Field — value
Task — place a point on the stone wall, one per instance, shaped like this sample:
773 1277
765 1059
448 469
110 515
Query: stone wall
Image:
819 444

● ● ● ●

■ PROBLEM REQUIREMENTS
Express these records as a JSON list of strings, one string per line, skipping blank lines.

■ OUTPUT BELOW
[
  "Field — value",
  "Task — place a point on the stone wall, one per instance, shaped like this sample:",
  "773 1277",
  "765 1059",
  "448 469",
  "110 515",
  "Query: stone wall",
  "Image:",
  "819 444"
]